Extrait retenu:
Election de Patrice Motsepe à la CAF : Merci à la Realeconomik et à une honteuse et affligeante union sacrée

Election de Patrice Motsepe à la CAF : Merci à la Realeconomik et à une honteuse et affligeante union sacrée

La star ivoirienne de reggae Tiken Jah Fakoly a dû secouer sa tignasse dans tous les sens. Lui qui s’indignait du fait que les grandes puissances aient partagé le monde et que de ce fait, plus rien ne l’étonnait. Et bien désormais, rien n’étonnerait non plus les nombreux amoureux du football africain.

A Rabat le 12 mars 2021, tout comme à Yalta en 1945 (même si cela reste une légende) où les vainqueurs se sont morcelés le monde à l’aide d’un crayon à encre. A Rabat, la puissante FIFA, sous l’égide de son président Gianni Infantino s’est saisie du gâteau CAF, trop délicieux, sinon très important pour être laissé aux mains d’immatures dirigeants africains pour le distribuer à sa guise.

Seul candidat à la prétention du fauteuil de la présidence de la CAF, c’est donc sans surprise que le Sud-africain Patrice Motsepe a été «intronisé» par acclamation des 52 présidents de fédérations présents à l’Assemblée générale élective de la CAF.

Né dans une famille aisée dans le township  de Soweto, près de Johannesburg  Patrice Motsepe est un homme d’affaires réputé qui a fait fortune dans le secteur minier. A 59 ans, il est le premier noir milliardaire de l’Afrique du sud. Sa fortune estimée à 2, 6 milliards de dollars  fait de lui le 3e plus riche de son pays selon Forbes et le 10e sur le continent.

Jusque-là inconnu du monde du football africain, celui qui vient d’être couronné roi du football africain à Rabat faisait figure d’outsider sur la shirt list des prétendants à la succession de Ahmad Ahmad. Face au Sénégalais Augustin Senghor, l’Ivoirien Jacques Anouma et le Mauritanien Ahmed Yahya qui prétendaient tous diriger l’institution panafricaine, le Sud-africain était loin d’être un favori à la succession du Malgache, suspendu de toutes activités liées au football. Sauf qu’entre temps, le «Protocole de Rabat», a pris forme dans l’empire chérifien. Négocié après une tournée expresse dans les capitales africaines, le «Protocole de Rabat» a abouti à un consensus entre les différents candidats. Jacques Anouma, Ahmed Yahya et Augustin Senghor ont ainsi accepté de retirer leurs candidatures afin de laisser libre voie au candidat plébiscité par la FIFA.

Depuis lors, l’élection du 12 mars était attendue comme un raout devant servir à formaliser le couronnement de l’«intrus» milliardaire. Visiblement, les chefs d’Etat africains (eux à qui la FIFA interdit formellement d’interférer dans les affaires du football) approchés par Gianni infantino et convaincus par on ne sait quels genres d’arguments saugrenus, ont accepté le sabordage des leurs, au profit du milliardaire sud-africain.

Consigne donnée A: Sélectionnez chaque ligne des enregistrements où figure le mot « chest ».
Consigne donnée B: Poursuivez l'article sur l'élection de Patrice Motsepe à la présidence de la CAF en reprenant juste après sa dernière phrase.

[Enregistrements du jeu de données d'annotation par points]
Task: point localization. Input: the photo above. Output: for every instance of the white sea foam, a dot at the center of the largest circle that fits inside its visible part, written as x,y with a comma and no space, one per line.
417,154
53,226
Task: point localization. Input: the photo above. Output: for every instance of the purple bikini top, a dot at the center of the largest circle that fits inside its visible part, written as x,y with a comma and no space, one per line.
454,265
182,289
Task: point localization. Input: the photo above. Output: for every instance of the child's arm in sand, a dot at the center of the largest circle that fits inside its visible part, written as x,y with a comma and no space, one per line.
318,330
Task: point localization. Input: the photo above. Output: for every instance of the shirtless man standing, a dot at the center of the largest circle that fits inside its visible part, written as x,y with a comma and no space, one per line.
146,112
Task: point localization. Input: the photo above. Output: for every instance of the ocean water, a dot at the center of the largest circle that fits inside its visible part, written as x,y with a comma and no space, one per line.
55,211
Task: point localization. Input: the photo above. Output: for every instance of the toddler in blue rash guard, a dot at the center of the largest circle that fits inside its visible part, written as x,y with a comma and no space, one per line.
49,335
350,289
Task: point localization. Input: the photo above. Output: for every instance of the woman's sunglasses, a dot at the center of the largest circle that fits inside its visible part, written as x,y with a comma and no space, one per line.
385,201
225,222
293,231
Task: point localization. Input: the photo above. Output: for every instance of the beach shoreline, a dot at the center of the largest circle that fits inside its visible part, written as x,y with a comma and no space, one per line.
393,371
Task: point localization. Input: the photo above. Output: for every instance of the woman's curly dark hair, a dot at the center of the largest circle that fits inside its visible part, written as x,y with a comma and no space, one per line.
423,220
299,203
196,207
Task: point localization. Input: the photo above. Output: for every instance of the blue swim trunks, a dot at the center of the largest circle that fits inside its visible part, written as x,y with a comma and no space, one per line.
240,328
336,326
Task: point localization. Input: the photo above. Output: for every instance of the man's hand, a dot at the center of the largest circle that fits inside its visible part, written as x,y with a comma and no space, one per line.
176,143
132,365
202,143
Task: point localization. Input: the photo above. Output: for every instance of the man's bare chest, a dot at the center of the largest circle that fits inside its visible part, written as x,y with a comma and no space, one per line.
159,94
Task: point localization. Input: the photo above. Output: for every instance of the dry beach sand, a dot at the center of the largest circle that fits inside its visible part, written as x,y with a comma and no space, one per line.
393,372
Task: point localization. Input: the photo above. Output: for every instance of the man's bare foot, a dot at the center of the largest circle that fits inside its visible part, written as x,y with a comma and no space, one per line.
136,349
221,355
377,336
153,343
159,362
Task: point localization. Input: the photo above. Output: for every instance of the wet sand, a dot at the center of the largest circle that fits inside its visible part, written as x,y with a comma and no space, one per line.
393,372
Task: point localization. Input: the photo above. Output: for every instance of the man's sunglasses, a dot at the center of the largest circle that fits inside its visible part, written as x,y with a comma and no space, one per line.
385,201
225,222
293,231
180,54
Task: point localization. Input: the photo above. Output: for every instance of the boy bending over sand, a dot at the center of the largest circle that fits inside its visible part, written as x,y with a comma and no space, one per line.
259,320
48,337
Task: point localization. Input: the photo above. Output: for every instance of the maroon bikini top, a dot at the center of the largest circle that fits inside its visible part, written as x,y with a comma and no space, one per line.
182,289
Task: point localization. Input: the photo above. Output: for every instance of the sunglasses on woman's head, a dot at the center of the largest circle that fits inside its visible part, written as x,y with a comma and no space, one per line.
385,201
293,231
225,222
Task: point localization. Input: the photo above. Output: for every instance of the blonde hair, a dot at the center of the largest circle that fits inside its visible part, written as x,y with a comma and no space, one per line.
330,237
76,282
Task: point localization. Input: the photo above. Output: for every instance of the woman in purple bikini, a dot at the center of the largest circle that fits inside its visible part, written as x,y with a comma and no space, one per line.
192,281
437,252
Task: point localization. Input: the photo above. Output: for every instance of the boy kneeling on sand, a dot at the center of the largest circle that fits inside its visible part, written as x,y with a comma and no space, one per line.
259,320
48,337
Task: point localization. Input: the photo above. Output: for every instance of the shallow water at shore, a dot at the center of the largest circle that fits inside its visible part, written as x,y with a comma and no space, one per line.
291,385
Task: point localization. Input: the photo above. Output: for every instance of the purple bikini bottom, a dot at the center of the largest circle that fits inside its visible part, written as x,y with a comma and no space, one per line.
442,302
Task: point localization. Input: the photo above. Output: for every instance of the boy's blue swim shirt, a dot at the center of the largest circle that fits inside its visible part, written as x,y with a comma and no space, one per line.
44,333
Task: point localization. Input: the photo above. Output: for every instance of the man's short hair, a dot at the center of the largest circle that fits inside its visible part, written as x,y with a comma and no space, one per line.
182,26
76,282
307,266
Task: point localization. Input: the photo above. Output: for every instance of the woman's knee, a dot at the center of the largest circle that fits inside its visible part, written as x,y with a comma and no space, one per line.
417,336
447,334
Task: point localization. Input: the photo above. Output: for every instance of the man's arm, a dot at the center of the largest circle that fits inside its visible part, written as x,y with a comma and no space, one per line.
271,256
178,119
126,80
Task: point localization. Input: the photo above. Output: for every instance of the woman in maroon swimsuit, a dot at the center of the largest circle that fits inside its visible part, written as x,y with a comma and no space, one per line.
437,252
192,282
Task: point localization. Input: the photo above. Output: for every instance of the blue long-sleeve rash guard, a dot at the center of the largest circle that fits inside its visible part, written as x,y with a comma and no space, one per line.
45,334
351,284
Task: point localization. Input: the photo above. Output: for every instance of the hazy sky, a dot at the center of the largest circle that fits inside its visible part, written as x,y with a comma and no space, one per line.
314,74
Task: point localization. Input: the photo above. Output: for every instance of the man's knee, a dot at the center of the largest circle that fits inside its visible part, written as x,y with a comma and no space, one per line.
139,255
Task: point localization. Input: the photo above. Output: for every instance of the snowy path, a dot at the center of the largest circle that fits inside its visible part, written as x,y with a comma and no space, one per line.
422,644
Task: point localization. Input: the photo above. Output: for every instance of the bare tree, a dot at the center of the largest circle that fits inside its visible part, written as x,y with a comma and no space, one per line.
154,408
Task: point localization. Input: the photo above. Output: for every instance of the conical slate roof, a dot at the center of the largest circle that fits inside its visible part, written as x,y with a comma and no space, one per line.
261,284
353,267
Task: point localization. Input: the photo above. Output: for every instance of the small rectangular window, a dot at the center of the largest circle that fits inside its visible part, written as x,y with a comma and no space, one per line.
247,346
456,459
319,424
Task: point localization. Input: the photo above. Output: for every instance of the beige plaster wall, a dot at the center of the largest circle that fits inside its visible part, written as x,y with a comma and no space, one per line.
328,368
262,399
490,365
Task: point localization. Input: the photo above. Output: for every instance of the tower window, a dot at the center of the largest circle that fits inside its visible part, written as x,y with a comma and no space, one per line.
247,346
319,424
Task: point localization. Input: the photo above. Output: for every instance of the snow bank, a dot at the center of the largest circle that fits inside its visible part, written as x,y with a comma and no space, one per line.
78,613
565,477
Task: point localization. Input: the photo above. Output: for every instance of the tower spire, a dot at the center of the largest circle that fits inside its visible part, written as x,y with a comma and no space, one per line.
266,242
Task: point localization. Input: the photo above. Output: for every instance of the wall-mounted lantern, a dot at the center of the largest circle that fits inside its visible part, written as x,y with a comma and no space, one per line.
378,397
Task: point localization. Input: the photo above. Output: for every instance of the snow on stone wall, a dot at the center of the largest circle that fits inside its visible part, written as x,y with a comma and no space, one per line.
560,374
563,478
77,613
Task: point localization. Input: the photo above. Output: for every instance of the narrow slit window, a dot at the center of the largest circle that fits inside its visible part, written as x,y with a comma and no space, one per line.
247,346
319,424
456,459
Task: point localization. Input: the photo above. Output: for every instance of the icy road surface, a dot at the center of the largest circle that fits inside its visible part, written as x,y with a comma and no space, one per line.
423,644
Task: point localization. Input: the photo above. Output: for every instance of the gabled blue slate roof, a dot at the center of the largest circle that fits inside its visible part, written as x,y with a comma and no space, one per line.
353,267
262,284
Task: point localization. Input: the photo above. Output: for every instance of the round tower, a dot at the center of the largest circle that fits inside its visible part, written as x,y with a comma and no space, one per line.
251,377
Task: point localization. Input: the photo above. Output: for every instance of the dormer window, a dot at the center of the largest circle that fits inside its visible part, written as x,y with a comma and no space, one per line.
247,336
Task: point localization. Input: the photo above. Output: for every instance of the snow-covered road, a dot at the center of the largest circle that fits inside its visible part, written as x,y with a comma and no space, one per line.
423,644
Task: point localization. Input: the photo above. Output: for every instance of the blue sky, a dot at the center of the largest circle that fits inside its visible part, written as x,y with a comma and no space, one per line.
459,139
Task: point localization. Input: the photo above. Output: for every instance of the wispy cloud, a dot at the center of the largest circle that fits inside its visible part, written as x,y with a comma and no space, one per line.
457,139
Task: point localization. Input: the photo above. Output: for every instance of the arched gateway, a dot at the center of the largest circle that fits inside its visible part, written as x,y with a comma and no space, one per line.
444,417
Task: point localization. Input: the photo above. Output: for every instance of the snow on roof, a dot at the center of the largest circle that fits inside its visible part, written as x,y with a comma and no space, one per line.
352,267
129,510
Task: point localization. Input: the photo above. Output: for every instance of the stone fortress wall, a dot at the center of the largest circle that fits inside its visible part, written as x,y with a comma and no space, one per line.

Réponse A:
Task: point localization. Input: the photo above. Output: for every instance of the man's bare chest, a dot at the center of the largest circle that fits inside its visible part, written as x,y with a comma and no space, one per line.

Réponse B:
Disons-le clairement, la mise en relief de cet illustre inconnu n’est ni plus ni moins que le fruit de l’immixtion de la FIFA dans la gestion de la CAF. Infantino serait-il devenu plus royaliste que le roi au point d’aimer le football africain plus que les Africains eux-mêmes ? Certainement pas. Dès lors, tout porte à croire que le patron de l’institution mondiale a un agenda caché vis-à-vis du football du continent. De ce point de vue, le plus rassurant serait de toute évidence, la mise de la CAF sous son contrôle. Et ce postulat a été un franc succès, avec comme toujours, la bénédiction des valets locaux actifs à toutes les échelles, même au sommet de nos Etats.

La CAF désormais mis sous gage, il ne serait pas étonnant que l’Afrique soit invitée à avaler la pomme de discorde sur le calendrier de la Coupe d’Afrique des nations, notamment la question du passage de son organisation à tous les 4 ans au lieu de 2, et à une période favorable aux clubs européens qui voient d’un mauvais œil le départ de leurs joueurs lors des CAN. Le vieux lion Issa Hayatou avait dressé sa crinière contre une CAN tous les 4 ans, Ahmad Ahmad ne s’était pas laissé impressionner non plus. Le regard est désormais tourné vers Motsepe, quelque peu perdu dans une faune dont il ne cerne que passablement les lisiers.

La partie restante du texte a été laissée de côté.